EXCERPTED PASSAGE:
Sickle Cell Disease Basics

What is sickle cell disease?

Sickle cell disease (SCD) is an inherited blood disorder that is characterized by the production of abnormal hemoglobin, which is a protein in red blood cells that carries oxygen to the tissues. This disease causes red blood cells to become "sickled" or C-shaped. We help manage sickle cell disease in our Comprehensive Sickle Cell Program.

What is a sickle cell?

Sickled red blood cells are stiff and sticky and can clump together in blood cells and block blood flow. This means that oxygen is not being delivered properly to different body parts, causing pain and other serious complications. Normal blood cells are round and flexible, making it easy for them to travel through blood vessels to deliver oxygen to all parts of the body. Normal red blood cells live for about 120 days while sickled cells only live 10-20 days.

How is sickle cell disease diagnosed?

Sickle cell disease is most often diagnosed through newborn screening. Early diagnosis is important because young children with sickle cell disease are at an increased risk of infection and other complications.

According to the Center for Disease Control and Prevention, sickle cell disease occurs in 1 of every 365 Black or African-American births. SCD typically affects people of African Caribbean descent, but it also may be found in people from the Middle East, India, Latin America or the Mediterranean.

Sickle Cell Disease Treatment

Currently, a stem cell transplant (SCT) is the only available cure for SCD that must be approved by a medical team. In addition, the advancements in medicine have led to improved quality of life and extended life expectancy.

DATA EXCERPT:
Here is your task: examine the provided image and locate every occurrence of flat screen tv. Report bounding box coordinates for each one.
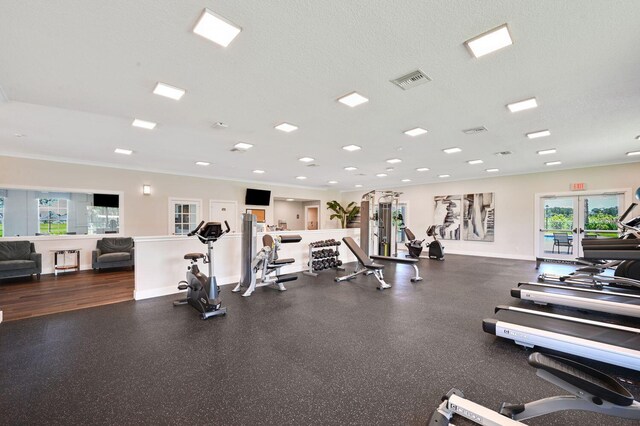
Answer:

TASKS:
1. The sickle cell disease page names several places besides African Caribbean descent where the disease may be found. List all of them.
2. Write the next part of the sickle cell disease page, picking up right after its final sentence.

RESULTS FOR EACH TASK:
1. the Middle East, India, Latin America, the Mediterranean

2.
Some children with SCD need blood transfusions to prevent complications. The Sickle Cell Donor Program was started by Lurie Children's and The American Red Cross to ensure that patients receive transfused blood that is closely matched to their own blood.

How to Support Someone with Sickle Cell Disease

Sickle cell disease affects approximately 100,000 individuals in the US and the pain symptoms and complications can make daily life challenging. Here are some ways to help and support someone you love living with SCD:

  1. Encourage healthy habits: Everyday activities that contribute to overall well-being, such as getting good sleep and eating a balanced diet, can help improve their daily life. Take into consideration that individuals with SCD may need accommodations during extreme temperatures/conditions and during physical activities. Ensure they drink enough water to stay hydrated and can easily access restrooms for frequent bathroom breaks.
  2. Create a strong social support system. Individuals with SCD can experience various complications that might affect their daily lifestyle. Find healthy ways to emotionally support a person with SCD, whether it's encouraging professional help when needed or creating a strong social group presence so they feel cared for and safe.
  3. Help increase awareness of sickle cell disease. September is Sickle Cell Awareness Month, but you can do your part to support people with SCD all year round. Start a fundraiser, volunteer or make a donation to support researchers and healthcare providers better understand this disorder. Children with SCD often need blood tranfusions, so consider donating blood if you are eligible!